TASK GOAL —
Please rename "baseball helmet" to "batting helmet" everywhere in the lines below, and leave the rest of the lines unchanged.

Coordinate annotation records
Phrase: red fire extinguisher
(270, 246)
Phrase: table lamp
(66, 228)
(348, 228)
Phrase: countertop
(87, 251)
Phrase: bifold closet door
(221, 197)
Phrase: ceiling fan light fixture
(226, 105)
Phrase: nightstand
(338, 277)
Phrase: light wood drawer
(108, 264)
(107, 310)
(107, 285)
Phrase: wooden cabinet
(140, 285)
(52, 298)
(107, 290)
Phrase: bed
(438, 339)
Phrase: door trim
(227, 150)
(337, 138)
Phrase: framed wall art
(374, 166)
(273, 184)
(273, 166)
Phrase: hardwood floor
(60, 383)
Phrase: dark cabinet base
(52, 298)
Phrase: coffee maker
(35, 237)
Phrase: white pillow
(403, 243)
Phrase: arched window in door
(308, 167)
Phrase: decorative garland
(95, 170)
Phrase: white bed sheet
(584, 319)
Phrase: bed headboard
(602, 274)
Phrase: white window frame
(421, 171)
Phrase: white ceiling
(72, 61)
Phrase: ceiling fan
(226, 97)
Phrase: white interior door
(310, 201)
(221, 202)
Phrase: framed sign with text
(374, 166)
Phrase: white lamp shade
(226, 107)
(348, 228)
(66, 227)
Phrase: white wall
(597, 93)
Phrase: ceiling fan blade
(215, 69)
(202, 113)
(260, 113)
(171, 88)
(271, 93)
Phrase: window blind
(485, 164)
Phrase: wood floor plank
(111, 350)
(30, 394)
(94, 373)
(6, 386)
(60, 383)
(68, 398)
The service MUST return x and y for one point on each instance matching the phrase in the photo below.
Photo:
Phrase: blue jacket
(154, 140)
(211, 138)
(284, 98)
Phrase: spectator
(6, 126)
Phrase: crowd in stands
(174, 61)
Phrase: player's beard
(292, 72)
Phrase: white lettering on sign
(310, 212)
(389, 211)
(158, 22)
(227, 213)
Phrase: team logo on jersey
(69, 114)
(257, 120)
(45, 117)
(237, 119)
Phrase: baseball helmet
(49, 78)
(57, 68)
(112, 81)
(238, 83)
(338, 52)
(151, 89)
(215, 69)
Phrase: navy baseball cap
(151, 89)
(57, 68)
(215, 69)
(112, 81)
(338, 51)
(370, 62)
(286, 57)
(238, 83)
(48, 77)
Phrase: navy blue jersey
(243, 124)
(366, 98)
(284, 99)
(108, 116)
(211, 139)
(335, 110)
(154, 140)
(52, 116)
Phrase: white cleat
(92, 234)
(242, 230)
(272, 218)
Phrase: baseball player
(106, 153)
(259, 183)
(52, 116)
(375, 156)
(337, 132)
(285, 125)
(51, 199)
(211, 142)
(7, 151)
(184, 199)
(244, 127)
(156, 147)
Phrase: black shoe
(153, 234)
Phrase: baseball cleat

EXERCISE RESPONSE —
Phrase: red fire extinguisher
(270, 246)
Phrase: table lamp
(66, 228)
(348, 228)
Phrase: countertop
(87, 251)
Phrase: bifold closet door
(221, 197)
Phrase: ceiling fan light fixture
(226, 105)
Phrase: nightstand
(338, 277)
Phrase: light wood drawer
(108, 264)
(107, 310)
(107, 285)
Phrase: wooden cabinet
(140, 285)
(52, 298)
(107, 290)
Phrase: bed
(438, 339)
Phrase: door trim
(227, 150)
(337, 138)
Phrase: framed wall art
(374, 166)
(273, 184)
(273, 166)
Phrase: hardwood floor
(60, 383)
Phrase: dark cabinet base
(52, 298)
Phrase: coffee maker
(35, 237)
Phrase: white pillow
(403, 243)
Phrase: arched window in door
(308, 167)
Phrase: decorative garland
(95, 170)
Phrase: white bed sheet
(584, 319)
Phrase: bed headboard
(602, 274)
Phrase: white window frame
(421, 171)
Phrase: white ceiling
(72, 61)
Phrase: ceiling fan
(226, 97)
Phrase: white interior door
(310, 201)
(221, 202)
Phrase: framed sign with text
(374, 166)
Phrase: white lamp shade
(226, 107)
(348, 228)
(66, 227)
Phrase: white wall
(597, 93)
Phrase: ceiling fan blade
(215, 69)
(202, 113)
(260, 113)
(171, 88)
(271, 93)
Phrase: window blind
(485, 164)
Phrase: wood floor plank
(111, 350)
(30, 394)
(94, 373)
(6, 386)
(60, 383)
(68, 398)
The service MUST return x and y for one point on each instance matching the phrase in the photo below.
Photo:
Phrase: blue jacket
(154, 140)
(211, 138)
(284, 98)
Phrase: spectator
(6, 126)
Phrase: crowd in stands
(174, 61)
Phrase: player's beard
(292, 72)
Phrase: white lettering on sign
(310, 212)
(389, 211)
(158, 22)
(227, 213)
Phrase: team logo on jersey
(69, 114)
(257, 120)
(45, 117)
(237, 119)
Phrase: batting helmet
(49, 78)
(57, 68)
(112, 81)
(238, 83)
(338, 52)
(151, 89)
(215, 69)
Phrase: navy baseball cap
(151, 89)
(57, 68)
(215, 69)
(112, 81)
(338, 51)
(370, 62)
(286, 57)
(238, 83)
(48, 77)
Phrase: navy blue jersey
(243, 124)
(366, 98)
(284, 99)
(108, 116)
(211, 139)
(335, 110)
(154, 140)
(52, 116)
Phrase: white cleat
(92, 234)
(242, 230)
(272, 218)
Phrase: baseball player
(106, 153)
(259, 183)
(52, 116)
(375, 156)
(337, 132)
(285, 125)
(51, 199)
(211, 142)
(7, 151)
(184, 199)
(244, 127)
(156, 147)
Phrase: black shoe
(153, 234)
Phrase: baseball cleat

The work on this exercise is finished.